With alloys eutectic ratios solidify and melt uniformly at a single temperature, rather than splitting into two phases.
 
Fortunately Eric is in the USA and can use the leaded solder.

Yes, but California, where everything is outlawed!
We have a new law in CA that states nothing associated with any plumbing fixture can contain lead. Not just items that come in contact with drinking water (That would make sense), but any part of any plumbing fixture can not contain any lead. The nut that holds the fixture to the bottom of the sink, the handles of shut off valves under your house, the bolts and washers that hold a toilet to the floor .... no lead. :yikes:
 
There's nothing glamorous about heavy metal poisoning, its pernicious and nasty. Remember at some point someone might have to demolish an old building, and if its full of lead pipes and such then they will be breathing lead-containing dust, which cannot be removed from the lungs and brings life-long toxic effects. Lead poisoning may well have turned the roman nobility mad and sterile according to some researchers...

SOURCE MATERIAL:
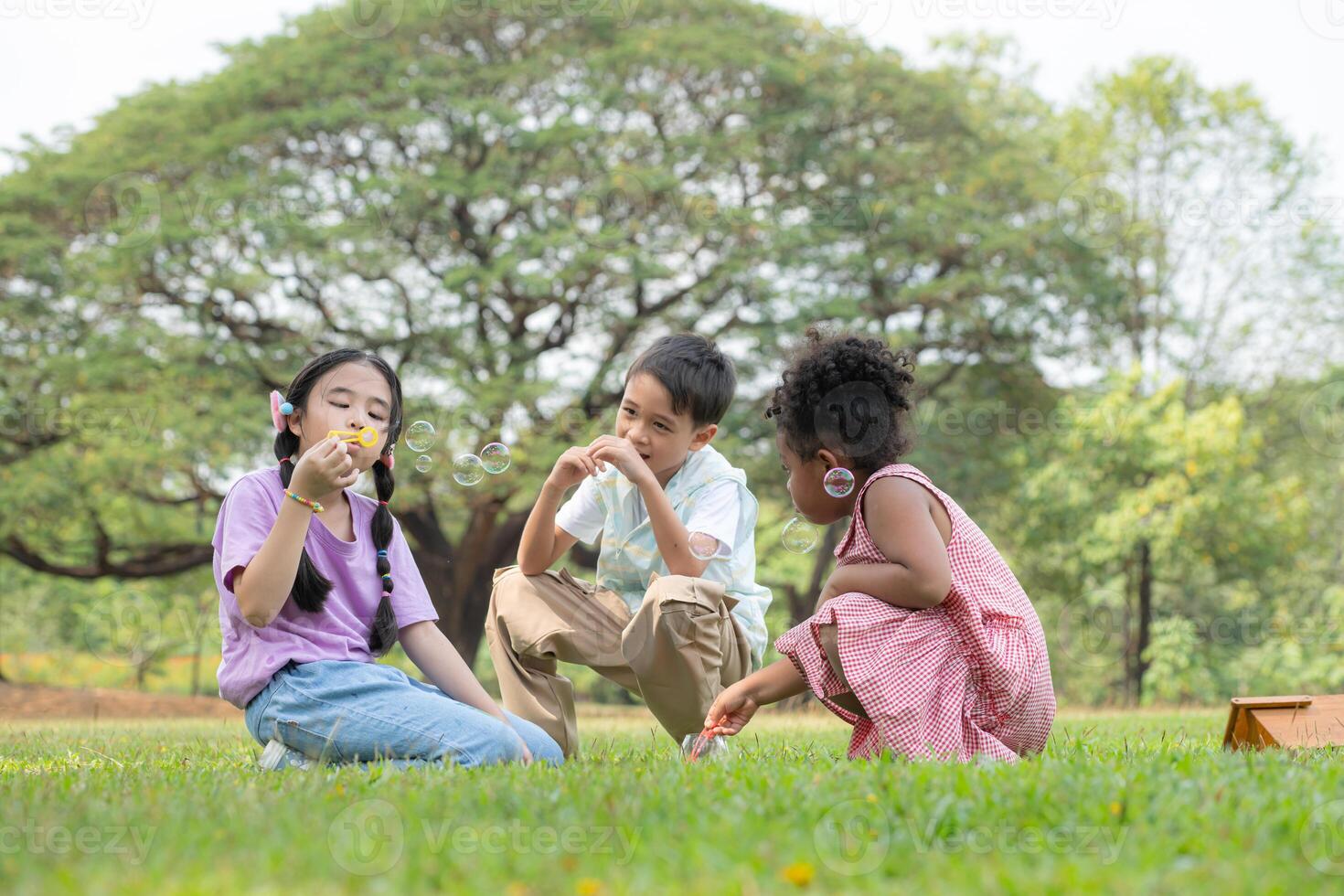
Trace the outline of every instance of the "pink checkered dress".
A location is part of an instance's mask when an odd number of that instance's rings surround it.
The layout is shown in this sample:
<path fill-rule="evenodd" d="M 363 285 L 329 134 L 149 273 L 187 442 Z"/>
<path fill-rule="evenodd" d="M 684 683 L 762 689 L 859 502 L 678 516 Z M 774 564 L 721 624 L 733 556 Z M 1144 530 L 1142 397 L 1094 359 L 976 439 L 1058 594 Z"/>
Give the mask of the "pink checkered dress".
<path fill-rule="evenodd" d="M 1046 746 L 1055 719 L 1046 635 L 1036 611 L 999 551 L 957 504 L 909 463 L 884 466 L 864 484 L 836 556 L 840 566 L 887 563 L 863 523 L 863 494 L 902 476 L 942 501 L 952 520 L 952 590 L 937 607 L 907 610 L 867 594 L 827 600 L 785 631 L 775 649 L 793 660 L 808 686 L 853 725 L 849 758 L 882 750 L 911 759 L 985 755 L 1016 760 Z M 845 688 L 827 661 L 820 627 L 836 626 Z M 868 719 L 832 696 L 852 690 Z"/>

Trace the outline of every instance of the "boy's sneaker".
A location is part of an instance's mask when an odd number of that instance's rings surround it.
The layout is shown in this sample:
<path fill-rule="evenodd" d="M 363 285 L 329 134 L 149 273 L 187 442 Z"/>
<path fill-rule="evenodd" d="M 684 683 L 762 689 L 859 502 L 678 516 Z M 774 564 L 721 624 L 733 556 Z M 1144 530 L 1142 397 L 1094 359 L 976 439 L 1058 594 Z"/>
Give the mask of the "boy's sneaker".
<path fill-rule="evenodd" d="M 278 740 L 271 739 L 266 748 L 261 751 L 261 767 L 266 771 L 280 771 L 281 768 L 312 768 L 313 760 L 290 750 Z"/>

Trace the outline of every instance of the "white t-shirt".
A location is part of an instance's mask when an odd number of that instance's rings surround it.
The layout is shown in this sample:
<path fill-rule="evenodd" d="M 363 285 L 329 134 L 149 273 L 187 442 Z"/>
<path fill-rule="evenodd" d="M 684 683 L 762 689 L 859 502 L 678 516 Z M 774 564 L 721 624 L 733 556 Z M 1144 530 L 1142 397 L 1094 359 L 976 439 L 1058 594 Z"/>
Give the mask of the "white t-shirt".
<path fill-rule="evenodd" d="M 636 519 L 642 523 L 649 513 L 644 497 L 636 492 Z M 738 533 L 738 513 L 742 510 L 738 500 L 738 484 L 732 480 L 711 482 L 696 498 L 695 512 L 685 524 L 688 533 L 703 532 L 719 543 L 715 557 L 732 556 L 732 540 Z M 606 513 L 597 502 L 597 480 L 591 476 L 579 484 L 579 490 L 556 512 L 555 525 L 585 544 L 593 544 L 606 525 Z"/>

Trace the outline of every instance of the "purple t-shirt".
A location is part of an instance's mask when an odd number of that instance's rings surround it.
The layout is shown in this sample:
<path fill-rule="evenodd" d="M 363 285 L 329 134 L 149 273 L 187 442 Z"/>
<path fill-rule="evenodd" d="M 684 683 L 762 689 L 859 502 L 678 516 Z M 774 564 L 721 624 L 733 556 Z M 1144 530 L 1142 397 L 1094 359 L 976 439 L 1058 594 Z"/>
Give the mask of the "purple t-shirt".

WHAT YOU WILL DO:
1. Answer from the lead solder text:
(a) How do alloys with eutectic ratios solidify and melt?
(b) Under the new California law, which parts of a plumbing fixture cannot contain lead?
(c) According to some researchers, what may lead poisoning have done to the Roman nobility?
2. Pick up the lead solder text after its final sentence and continue it.
The items have nothing to do with the lead solder text.

ANSWERS TO THE EXERCISE:
1.
(a) They solidify and melt uniformly at a single temperature instead of splitting into two phases.
(b) Any part of any plumbing fixture, not only items that come in contact with drinking water.
(c) It may have turned them mad and sterile.

2.
 
Fortunately I neither drink through solder nor eat it. And I vent away solder fumes, which are flux, not lead vapor.


Actually you probably do eat it, in very small quantities, as soap doesn't remove lead from the skin effectively, and lead solder is soft enough to be rub off onto fingers. Its not as dangerous as the dust though. Much elderly red/orange/yellow/white gloss paint was lead-based, and a real nasty booby-trap for people who didn't realize and power-sanded the old paint off. My view is treat poisons with respect, they never respect you.